* [Description of the task]: Set the entries down once more, exactly as they are worded.

* [Records]:
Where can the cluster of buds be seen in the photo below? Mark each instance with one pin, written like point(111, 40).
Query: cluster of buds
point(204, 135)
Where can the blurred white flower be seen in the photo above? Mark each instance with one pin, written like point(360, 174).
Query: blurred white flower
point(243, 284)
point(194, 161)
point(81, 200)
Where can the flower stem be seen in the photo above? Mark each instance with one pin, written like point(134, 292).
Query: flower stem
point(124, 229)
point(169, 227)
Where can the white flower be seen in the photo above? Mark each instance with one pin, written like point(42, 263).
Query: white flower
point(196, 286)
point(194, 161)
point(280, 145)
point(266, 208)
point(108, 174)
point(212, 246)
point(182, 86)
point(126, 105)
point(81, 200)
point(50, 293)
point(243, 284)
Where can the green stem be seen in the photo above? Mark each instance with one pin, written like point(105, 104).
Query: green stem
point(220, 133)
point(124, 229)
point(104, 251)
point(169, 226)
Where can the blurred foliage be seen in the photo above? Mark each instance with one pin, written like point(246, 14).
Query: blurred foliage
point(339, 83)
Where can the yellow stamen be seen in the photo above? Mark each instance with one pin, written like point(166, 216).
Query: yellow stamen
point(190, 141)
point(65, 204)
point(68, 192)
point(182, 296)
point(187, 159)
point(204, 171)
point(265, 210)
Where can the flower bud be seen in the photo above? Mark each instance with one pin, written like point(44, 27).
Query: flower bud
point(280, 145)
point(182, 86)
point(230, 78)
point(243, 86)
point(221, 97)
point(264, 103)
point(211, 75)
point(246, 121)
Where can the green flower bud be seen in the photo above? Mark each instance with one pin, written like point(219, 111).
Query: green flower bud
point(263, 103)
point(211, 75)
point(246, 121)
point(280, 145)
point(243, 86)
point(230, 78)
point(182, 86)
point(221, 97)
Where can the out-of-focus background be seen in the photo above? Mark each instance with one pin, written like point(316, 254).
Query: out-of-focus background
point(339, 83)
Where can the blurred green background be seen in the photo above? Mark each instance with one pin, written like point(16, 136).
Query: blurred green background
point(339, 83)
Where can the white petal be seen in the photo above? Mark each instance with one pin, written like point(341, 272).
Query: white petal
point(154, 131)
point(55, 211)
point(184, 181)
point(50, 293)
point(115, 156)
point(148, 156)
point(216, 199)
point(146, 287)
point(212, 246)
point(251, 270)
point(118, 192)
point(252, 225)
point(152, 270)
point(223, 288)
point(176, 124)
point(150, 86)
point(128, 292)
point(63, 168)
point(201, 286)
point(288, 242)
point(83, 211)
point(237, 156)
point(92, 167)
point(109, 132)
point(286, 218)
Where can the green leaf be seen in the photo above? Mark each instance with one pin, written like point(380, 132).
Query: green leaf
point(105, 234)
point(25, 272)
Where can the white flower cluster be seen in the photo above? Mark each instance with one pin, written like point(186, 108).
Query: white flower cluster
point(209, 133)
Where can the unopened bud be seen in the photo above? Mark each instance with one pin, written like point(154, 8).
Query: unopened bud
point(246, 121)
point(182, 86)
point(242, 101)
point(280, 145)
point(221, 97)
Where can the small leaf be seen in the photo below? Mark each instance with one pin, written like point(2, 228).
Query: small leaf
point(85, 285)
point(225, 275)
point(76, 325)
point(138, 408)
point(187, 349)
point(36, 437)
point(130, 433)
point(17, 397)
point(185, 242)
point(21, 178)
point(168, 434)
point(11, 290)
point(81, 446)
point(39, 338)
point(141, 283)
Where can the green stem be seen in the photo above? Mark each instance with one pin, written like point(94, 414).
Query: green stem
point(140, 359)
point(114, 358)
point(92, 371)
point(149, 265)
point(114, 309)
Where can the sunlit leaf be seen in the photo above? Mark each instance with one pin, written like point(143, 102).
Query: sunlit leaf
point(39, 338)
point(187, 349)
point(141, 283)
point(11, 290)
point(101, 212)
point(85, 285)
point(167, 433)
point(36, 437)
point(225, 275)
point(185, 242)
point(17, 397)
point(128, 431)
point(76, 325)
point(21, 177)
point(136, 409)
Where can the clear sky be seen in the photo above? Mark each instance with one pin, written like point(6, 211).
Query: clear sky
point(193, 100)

* [Written response]:
Where can the cluster of buds be seen in the photo below? Mark each instance with one pin, written like point(111, 40).
Query: cluster of buds
point(204, 135)
Where can the blurred white flower be seen in the photo above? Mark each instance with one pin, written like point(360, 174).
Query: blurred white flower
point(243, 284)
point(194, 161)
point(81, 200)
Where can the flower stem be seen in the photo above? Mark each instance with one pin, written like point(134, 292).
Query: flower stem
point(124, 229)
point(169, 227)
Where can the white flower be seen in the photo above? Mark each instance with one pin, written like point(42, 263).
Query: white flower
point(196, 286)
point(194, 161)
point(280, 145)
point(266, 208)
point(108, 174)
point(212, 246)
point(182, 86)
point(126, 105)
point(81, 200)
point(50, 293)
point(243, 284)
Where can the green stem be seen in the photo above? Mark each instance with one pin, written like point(105, 104).
Query: green stem
point(220, 133)
point(124, 229)
point(104, 251)
point(169, 226)
Where can the blurred foliage be seen in the photo above? Mark each instance with one pin, written like point(246, 14).
Query: blurred foliage
point(339, 83)
Where can the yellow stamen be seen in the photo above? Mark each instance with one pin, written like point(166, 216).
Query: yellow stamen
point(190, 141)
point(65, 204)
point(68, 192)
point(182, 296)
point(187, 159)
point(204, 171)
point(265, 210)
Where can the flower bud be seen in the photo above? Mark each instance with one pin, written like point(44, 27).
Query: flower bud
point(280, 145)
point(182, 86)
point(230, 78)
point(243, 86)
point(221, 97)
point(264, 103)
point(211, 75)
point(246, 121)
Where can the green flower bud be seen in the photo above? Mark each instance with one pin, written like point(219, 111).
Query: green flower bud
point(263, 103)
point(211, 75)
point(246, 121)
point(280, 145)
point(243, 86)
point(230, 78)
point(182, 86)
point(221, 97)
Where can the out-of-focus background be seen in the photo above? Mark each instance with one pin, written like point(316, 254).
Query: out-of-focus background
point(339, 83)
Where can the blurred green background be seen in the photo above? Mark each instance with one pin, written like point(16, 136).
Query: blurred green background
point(339, 83)
Where can the white petal be seen in the photo above? Mark each instance with one pin, written like point(341, 272).
Query: white petal
point(154, 131)
point(55, 211)
point(184, 181)
point(50, 293)
point(115, 156)
point(148, 156)
point(216, 199)
point(146, 287)
point(212, 246)
point(251, 270)
point(118, 192)
point(252, 225)
point(152, 270)
point(223, 288)
point(176, 124)
point(150, 86)
point(128, 292)
point(63, 168)
point(201, 286)
point(288, 242)
point(83, 211)
point(237, 156)
point(92, 167)
point(109, 132)
point(286, 218)
Where can the green leaf be seen in the photo above? Mark each instance with one pin, written like point(380, 132).
Query: green leaf
point(105, 234)
point(25, 272)
Where can the white flower cluster be seen in the photo above? Mark each instance with one pin, written like point(186, 108).
Query: white flower cluster
point(209, 133)
Where can the unopened bud be seen in the photo above? Mark each instance with one pin, written like point(154, 8).
Query: unopened bud
point(246, 121)
point(182, 86)
point(242, 101)
point(280, 145)
point(221, 97)
Where can the small leaf be seen in the photo below? Mark each instance with one pin, written like point(2, 228).
Query: small leaf
point(85, 285)
point(225, 275)
point(76, 325)
point(138, 408)
point(187, 349)
point(36, 437)
point(130, 433)
point(17, 397)
point(185, 242)
point(21, 178)
point(168, 434)
point(11, 290)
point(81, 446)
point(39, 338)
point(141, 283)
Where can the green stem be seen in the photo above? Mark each instance with one pin, written like point(94, 414).
Query: green stem
point(140, 359)
point(114, 358)
point(92, 371)
point(149, 265)
point(114, 309)
Where can the sunlit leaf be seen in the photo above? Mark each instance with one pin, written like point(143, 102).
Query: sunlit leaf
point(39, 338)
point(187, 349)
point(141, 283)
point(11, 290)
point(101, 212)
point(85, 285)
point(167, 433)
point(36, 437)
point(225, 275)
point(185, 242)
point(17, 397)
point(128, 431)
point(76, 325)
point(21, 177)
point(136, 409)
Where can the clear sky be seen in the photo above? Mark each instance with one pin, written like point(6, 211).
Query: clear sky
point(193, 100)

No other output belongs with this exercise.